Task requirements: Extract each line of the items below that contains the string 'single'.

Records provided:
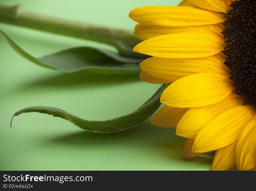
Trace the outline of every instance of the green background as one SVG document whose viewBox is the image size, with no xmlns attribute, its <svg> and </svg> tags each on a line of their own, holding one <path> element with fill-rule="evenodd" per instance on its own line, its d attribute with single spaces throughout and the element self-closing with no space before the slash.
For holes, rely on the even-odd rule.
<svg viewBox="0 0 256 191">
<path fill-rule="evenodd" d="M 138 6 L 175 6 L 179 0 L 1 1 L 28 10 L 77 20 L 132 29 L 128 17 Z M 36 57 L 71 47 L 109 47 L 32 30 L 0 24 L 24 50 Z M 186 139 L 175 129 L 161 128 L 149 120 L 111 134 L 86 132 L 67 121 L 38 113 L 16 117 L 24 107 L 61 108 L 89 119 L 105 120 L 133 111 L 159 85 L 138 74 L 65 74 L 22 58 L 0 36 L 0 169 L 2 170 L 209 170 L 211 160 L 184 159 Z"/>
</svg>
...
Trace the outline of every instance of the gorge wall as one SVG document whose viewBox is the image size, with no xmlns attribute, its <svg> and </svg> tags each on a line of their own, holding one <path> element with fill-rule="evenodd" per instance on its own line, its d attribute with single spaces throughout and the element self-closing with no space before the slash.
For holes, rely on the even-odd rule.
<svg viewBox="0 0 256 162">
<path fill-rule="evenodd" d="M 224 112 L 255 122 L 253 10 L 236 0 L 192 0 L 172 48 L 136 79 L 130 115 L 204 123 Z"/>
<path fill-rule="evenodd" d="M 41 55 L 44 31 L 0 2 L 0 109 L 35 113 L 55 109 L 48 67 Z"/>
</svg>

Expected output:
Trace the outline of every instance of the green background as one SVG document whose viewBox is the image size, with no xmlns attribute, its <svg> and </svg> tags each on a line of their own, holding one <path> element with fill-rule="evenodd" per instance on its own line, its d attribute with single spaces throughout and the element self-closing with no space before the slash.
Trace the outline of every instance of the gorge wall as one SVG document whose viewBox is the image size, with no xmlns attribute, its <svg> and </svg> tags each on a line of their own, holding one <path> element with fill-rule="evenodd" per instance on its own line, its d attribute with single spaces throughout and the element self-closing with no space before the slash.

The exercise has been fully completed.